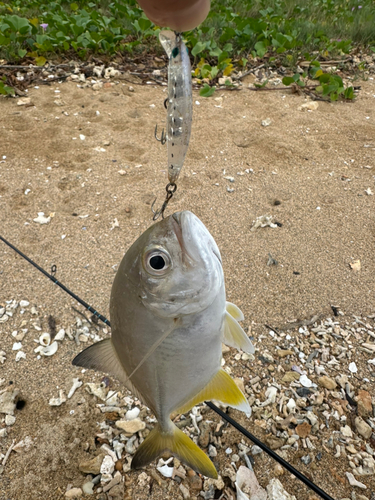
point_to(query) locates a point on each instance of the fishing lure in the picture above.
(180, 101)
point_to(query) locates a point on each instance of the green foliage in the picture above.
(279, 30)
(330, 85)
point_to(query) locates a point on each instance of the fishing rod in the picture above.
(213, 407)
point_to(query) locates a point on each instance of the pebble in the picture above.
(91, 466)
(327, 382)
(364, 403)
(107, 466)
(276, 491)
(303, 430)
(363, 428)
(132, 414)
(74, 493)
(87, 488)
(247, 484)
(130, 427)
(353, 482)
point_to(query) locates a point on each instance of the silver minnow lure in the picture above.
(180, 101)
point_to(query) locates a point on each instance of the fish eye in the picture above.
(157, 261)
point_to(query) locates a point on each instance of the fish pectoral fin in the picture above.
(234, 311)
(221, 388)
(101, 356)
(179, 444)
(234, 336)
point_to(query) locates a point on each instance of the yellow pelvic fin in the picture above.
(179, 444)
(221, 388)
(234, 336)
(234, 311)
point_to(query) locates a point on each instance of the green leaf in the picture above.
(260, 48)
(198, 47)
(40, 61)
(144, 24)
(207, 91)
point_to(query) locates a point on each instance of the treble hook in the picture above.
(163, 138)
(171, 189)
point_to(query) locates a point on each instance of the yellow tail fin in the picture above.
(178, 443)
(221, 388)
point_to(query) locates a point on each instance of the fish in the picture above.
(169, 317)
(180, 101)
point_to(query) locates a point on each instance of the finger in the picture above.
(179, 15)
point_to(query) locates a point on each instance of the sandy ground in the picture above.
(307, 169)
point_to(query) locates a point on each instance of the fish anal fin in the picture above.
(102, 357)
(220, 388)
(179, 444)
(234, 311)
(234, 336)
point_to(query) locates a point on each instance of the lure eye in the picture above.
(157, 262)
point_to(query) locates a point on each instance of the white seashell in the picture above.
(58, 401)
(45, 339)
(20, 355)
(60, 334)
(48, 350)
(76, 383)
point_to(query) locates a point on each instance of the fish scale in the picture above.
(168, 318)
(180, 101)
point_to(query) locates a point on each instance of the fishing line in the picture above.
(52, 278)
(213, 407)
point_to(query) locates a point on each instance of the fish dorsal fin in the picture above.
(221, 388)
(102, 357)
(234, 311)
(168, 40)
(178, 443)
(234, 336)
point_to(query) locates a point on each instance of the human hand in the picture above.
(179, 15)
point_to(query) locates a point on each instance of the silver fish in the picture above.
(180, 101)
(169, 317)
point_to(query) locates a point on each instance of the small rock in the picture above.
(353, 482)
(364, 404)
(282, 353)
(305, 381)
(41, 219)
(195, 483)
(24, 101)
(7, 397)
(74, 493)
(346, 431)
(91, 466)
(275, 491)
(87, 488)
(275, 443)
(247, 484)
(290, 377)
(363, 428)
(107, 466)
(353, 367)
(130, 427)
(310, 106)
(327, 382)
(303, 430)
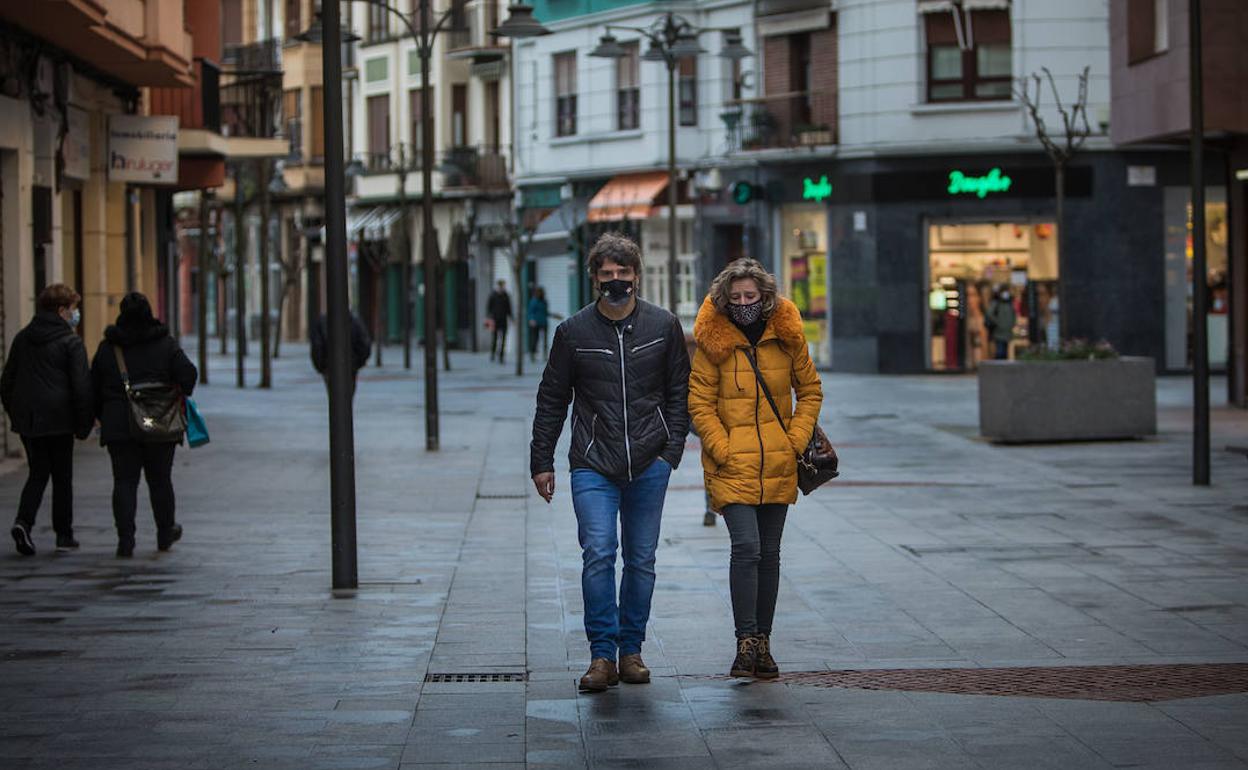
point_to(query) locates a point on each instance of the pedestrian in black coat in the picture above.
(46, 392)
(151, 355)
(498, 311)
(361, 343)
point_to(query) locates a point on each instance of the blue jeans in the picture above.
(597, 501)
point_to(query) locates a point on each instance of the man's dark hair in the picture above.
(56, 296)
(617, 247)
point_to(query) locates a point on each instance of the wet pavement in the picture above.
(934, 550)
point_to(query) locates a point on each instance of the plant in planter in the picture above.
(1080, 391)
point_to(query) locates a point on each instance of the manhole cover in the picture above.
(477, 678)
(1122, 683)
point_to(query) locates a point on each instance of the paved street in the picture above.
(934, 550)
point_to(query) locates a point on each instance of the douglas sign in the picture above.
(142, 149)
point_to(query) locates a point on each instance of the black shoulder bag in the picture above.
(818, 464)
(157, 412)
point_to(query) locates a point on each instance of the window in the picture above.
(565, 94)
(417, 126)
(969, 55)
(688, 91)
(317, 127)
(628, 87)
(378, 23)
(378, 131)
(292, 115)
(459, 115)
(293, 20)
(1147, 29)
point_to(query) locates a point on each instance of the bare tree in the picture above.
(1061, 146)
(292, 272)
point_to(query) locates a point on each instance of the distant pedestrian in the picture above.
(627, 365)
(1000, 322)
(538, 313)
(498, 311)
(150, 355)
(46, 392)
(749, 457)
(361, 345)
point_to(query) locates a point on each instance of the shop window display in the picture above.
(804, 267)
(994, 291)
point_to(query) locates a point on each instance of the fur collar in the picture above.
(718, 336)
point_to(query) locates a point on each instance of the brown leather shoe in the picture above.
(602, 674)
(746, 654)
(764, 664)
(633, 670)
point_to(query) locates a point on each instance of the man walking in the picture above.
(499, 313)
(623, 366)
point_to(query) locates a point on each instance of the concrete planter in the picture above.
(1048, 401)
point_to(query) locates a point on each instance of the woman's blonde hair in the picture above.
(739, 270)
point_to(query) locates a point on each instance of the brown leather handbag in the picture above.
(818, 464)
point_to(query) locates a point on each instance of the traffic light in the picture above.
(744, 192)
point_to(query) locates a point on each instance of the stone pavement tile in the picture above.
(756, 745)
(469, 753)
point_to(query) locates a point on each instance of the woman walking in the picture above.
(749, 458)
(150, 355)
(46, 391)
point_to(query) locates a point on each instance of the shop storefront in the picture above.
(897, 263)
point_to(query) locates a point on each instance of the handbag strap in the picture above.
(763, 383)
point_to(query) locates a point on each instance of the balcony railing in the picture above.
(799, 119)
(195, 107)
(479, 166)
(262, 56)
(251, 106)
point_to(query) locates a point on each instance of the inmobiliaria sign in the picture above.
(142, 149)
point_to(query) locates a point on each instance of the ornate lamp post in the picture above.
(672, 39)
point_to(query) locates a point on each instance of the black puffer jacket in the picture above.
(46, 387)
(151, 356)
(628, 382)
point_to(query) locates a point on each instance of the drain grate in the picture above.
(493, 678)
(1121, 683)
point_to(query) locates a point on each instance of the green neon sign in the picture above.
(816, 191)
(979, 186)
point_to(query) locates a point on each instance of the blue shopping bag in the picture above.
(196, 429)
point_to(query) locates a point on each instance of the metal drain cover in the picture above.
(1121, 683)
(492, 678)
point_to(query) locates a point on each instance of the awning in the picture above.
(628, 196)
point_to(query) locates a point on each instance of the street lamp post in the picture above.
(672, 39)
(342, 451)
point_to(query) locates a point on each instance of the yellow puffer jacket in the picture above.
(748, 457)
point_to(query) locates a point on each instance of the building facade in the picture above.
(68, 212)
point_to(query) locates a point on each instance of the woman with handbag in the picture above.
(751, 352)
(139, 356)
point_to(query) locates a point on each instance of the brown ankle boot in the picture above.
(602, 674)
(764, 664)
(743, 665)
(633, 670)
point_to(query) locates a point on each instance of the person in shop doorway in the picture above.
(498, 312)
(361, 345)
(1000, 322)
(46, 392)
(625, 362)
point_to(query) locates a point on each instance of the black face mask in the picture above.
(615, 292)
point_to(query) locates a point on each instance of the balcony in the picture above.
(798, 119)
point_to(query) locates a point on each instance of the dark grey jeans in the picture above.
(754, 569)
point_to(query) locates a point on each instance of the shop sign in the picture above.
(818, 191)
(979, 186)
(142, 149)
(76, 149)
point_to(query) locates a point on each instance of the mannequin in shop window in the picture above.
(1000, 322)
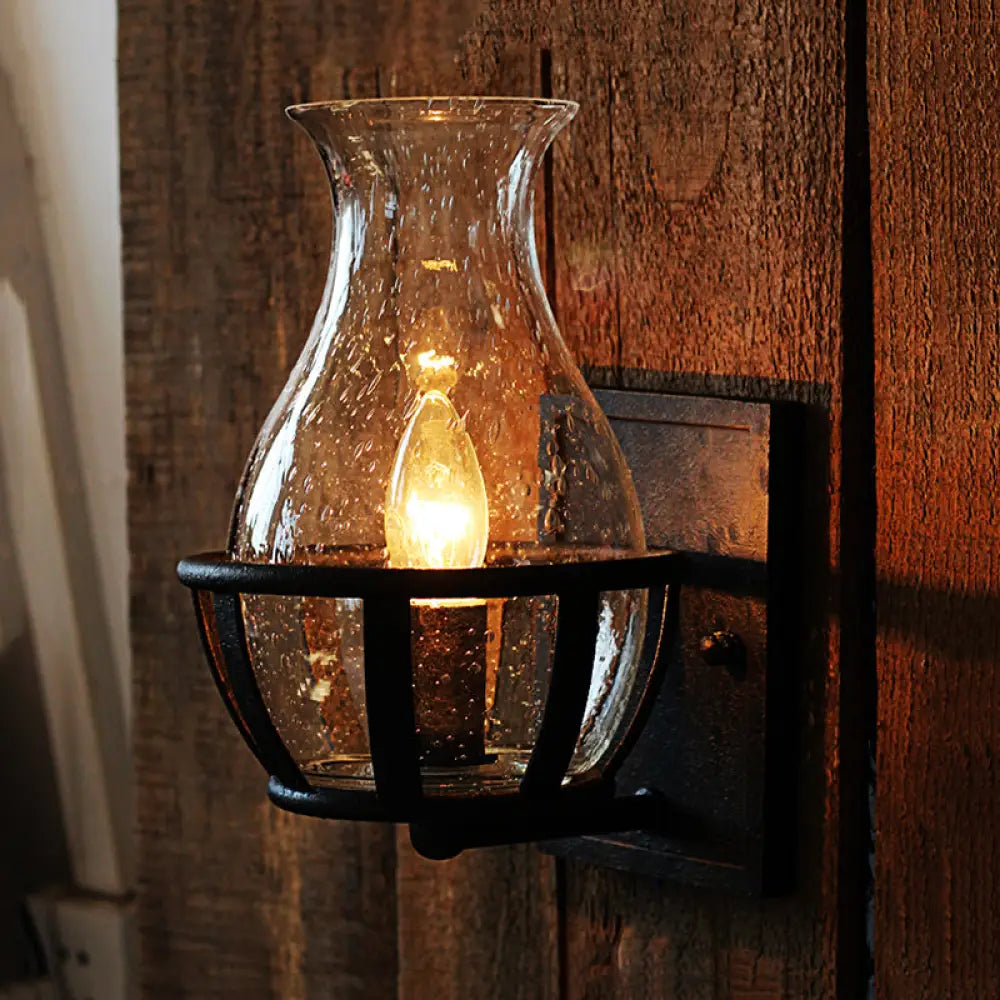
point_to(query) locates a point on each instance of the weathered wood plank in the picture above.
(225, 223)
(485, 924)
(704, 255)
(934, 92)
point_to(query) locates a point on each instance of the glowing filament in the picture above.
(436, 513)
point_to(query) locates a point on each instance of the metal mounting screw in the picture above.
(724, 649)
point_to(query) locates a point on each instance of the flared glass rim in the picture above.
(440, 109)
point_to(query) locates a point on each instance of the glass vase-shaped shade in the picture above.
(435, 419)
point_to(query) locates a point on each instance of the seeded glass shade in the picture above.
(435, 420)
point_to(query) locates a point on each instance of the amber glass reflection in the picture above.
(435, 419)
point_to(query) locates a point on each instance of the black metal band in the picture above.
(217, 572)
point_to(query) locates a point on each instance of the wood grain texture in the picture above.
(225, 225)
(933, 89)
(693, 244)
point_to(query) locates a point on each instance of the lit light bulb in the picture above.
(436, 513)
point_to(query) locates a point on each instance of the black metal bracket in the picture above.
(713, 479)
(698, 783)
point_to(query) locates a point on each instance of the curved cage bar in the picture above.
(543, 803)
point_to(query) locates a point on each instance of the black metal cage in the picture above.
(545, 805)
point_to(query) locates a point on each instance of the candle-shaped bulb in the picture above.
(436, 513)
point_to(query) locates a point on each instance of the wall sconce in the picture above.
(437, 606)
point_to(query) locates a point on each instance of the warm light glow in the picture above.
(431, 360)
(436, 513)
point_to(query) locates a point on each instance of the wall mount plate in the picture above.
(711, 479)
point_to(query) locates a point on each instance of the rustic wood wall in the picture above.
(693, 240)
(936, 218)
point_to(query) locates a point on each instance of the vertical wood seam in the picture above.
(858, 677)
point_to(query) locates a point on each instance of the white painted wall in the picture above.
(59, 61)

***

## [The request]
Return the lines beginning at the one that contains "point_to(query) locates a point on each instance of the wood" and continuing through the last line of the data, exactly as they stand and without any others.

## [The completed task]
point_to(query) locates a point on each instance of the wood grain texture in the picture above.
(225, 225)
(933, 89)
(693, 244)
point_to(query) locates a point on each instance of the lit light bulb in the picture above.
(436, 513)
point_to(query) locates a point on each instance of the black metal bracket in the picture above.
(713, 479)
(698, 783)
point_to(query) locates a point on each instance of the curved cage bar in the picture above.
(543, 803)
point_to(query) locates a point on each instance of the black metal cage in the picture above.
(545, 805)
point_to(query) locates a point on each instance of the candle-shaped bulb in the picture above.
(436, 513)
point_to(query) locates a point on each instance of the wall sconce in the picture above.
(437, 606)
point_to(query) locates a point on each instance of the warm light glow in the picture above.
(431, 360)
(436, 513)
point_to(query) locates a point on each instance of the wall mount plate in the picture above.
(711, 479)
point_to(query) locates a point on each instance of the rustic wood wall in the picture above.
(693, 240)
(936, 218)
point_to(query) locates a point on each instance of the vertical wood seam in the picture above.
(858, 677)
point_to(query) locates a point on each instance of the white painted wall in the picture above.
(59, 61)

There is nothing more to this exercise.